[Begin Data provided]

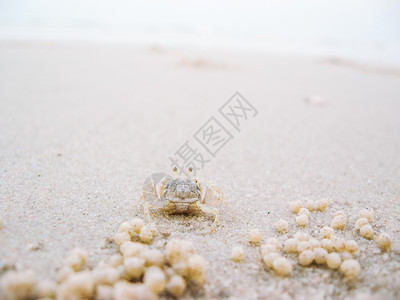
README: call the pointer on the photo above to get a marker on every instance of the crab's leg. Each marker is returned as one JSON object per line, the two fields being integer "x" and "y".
{"x": 211, "y": 210}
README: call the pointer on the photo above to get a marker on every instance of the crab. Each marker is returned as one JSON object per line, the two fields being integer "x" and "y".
{"x": 181, "y": 195}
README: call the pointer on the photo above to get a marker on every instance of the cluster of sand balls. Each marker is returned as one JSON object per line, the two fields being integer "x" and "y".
{"x": 138, "y": 272}
{"x": 303, "y": 212}
{"x": 327, "y": 249}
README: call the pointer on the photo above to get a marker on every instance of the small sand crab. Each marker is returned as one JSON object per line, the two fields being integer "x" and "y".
{"x": 181, "y": 195}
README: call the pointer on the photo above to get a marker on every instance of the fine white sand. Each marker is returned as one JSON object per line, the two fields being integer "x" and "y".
{"x": 82, "y": 126}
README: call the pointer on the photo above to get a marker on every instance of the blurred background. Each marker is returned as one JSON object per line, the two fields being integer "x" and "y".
{"x": 361, "y": 30}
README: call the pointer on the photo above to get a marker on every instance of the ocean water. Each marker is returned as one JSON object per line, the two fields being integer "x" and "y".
{"x": 366, "y": 31}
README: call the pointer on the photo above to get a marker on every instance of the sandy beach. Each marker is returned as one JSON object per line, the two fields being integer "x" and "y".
{"x": 82, "y": 125}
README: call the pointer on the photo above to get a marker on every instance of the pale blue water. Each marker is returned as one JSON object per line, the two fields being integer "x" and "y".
{"x": 361, "y": 30}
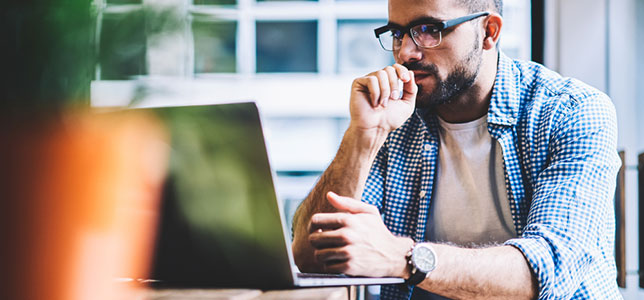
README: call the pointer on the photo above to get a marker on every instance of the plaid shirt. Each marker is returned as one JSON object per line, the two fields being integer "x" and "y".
{"x": 559, "y": 139}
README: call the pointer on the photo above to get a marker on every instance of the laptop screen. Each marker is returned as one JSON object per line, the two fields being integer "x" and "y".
{"x": 220, "y": 222}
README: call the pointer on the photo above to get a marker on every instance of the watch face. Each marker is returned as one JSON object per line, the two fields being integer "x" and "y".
{"x": 424, "y": 258}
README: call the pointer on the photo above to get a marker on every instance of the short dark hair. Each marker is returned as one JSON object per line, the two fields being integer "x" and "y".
{"x": 482, "y": 5}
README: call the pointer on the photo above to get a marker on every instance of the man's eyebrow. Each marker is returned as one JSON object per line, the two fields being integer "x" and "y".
{"x": 417, "y": 21}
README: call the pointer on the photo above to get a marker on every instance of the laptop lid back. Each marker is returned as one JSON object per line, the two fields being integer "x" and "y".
{"x": 220, "y": 222}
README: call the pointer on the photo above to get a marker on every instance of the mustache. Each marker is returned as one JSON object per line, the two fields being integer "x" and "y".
{"x": 430, "y": 69}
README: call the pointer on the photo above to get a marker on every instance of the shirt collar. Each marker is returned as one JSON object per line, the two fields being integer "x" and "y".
{"x": 505, "y": 101}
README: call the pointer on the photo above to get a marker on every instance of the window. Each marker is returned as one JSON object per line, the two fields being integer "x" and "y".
{"x": 295, "y": 58}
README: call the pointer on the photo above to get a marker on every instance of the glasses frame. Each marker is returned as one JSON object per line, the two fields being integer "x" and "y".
{"x": 439, "y": 27}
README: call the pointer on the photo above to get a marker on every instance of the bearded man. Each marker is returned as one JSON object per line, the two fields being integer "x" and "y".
{"x": 469, "y": 174}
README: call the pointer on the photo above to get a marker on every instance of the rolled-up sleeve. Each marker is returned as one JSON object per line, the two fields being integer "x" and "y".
{"x": 374, "y": 186}
{"x": 570, "y": 226}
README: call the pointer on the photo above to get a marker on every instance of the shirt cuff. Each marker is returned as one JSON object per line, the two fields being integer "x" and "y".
{"x": 540, "y": 258}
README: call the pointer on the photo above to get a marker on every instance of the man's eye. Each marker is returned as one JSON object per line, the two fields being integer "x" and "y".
{"x": 426, "y": 29}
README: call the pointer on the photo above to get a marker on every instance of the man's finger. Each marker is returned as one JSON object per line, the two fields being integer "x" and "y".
{"x": 332, "y": 255}
{"x": 410, "y": 89}
{"x": 345, "y": 204}
{"x": 328, "y": 239}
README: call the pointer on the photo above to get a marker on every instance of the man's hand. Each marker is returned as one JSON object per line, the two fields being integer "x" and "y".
{"x": 379, "y": 102}
{"x": 355, "y": 241}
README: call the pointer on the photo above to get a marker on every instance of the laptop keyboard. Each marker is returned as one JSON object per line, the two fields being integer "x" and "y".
{"x": 320, "y": 275}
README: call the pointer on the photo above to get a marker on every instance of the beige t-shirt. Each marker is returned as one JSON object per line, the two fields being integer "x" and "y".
{"x": 469, "y": 206}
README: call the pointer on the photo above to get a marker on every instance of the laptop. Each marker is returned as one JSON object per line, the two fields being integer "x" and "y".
{"x": 221, "y": 222}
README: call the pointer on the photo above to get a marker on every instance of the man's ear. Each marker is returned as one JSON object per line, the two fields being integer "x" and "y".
{"x": 493, "y": 24}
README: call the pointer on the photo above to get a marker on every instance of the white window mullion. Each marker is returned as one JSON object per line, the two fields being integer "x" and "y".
{"x": 246, "y": 39}
{"x": 327, "y": 29}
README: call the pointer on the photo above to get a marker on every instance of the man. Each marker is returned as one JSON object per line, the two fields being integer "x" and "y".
{"x": 480, "y": 176}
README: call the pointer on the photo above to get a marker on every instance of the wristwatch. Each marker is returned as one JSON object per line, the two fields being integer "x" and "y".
{"x": 422, "y": 260}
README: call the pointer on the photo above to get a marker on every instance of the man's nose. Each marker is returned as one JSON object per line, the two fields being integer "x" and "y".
{"x": 408, "y": 51}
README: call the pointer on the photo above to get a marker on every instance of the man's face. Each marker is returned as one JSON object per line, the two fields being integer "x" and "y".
{"x": 448, "y": 70}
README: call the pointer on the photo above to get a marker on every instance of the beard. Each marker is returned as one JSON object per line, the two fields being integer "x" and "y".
{"x": 460, "y": 80}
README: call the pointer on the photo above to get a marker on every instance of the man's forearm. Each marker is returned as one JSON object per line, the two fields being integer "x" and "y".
{"x": 346, "y": 176}
{"x": 491, "y": 273}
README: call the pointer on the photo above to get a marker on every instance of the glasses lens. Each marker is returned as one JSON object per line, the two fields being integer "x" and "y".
{"x": 389, "y": 40}
{"x": 426, "y": 35}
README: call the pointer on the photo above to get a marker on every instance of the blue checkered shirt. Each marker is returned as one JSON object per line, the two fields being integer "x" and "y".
{"x": 559, "y": 139}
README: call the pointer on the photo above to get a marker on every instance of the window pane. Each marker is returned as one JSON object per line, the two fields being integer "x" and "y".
{"x": 358, "y": 49}
{"x": 215, "y": 2}
{"x": 287, "y": 46}
{"x": 122, "y": 46}
{"x": 282, "y": 0}
{"x": 215, "y": 46}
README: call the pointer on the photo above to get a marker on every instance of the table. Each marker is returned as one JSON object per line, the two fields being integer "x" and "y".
{"x": 327, "y": 293}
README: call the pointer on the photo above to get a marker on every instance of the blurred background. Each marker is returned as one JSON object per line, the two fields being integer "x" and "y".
{"x": 296, "y": 59}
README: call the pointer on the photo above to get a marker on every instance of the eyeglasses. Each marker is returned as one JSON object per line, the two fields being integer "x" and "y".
{"x": 424, "y": 34}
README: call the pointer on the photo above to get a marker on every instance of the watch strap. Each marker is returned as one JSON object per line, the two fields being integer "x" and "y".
{"x": 416, "y": 277}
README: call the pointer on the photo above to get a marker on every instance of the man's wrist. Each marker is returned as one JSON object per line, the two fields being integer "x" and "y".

[End Data provided]

Written instruction -
Could you render the records as a Markdown table with the columns Row and Line, starting at the line containing "the watch strap." and going through the end of the records, with blank lines omitted?

Response to the task -
| Row | Line |
|---|---|
| 1 | README: call the pointer on the photo above to get a marker on every instance of the watch strap. Each marker is returned as one JSON object per line, the two fields being integer "x" and "y". |
| 2 | {"x": 416, "y": 277} |
| 3 | README: call the pointer on the photo above to get a marker on every instance of the man's wrist. Each marker is returned as one JSON object per line, the two fields being integer "x" and "y". |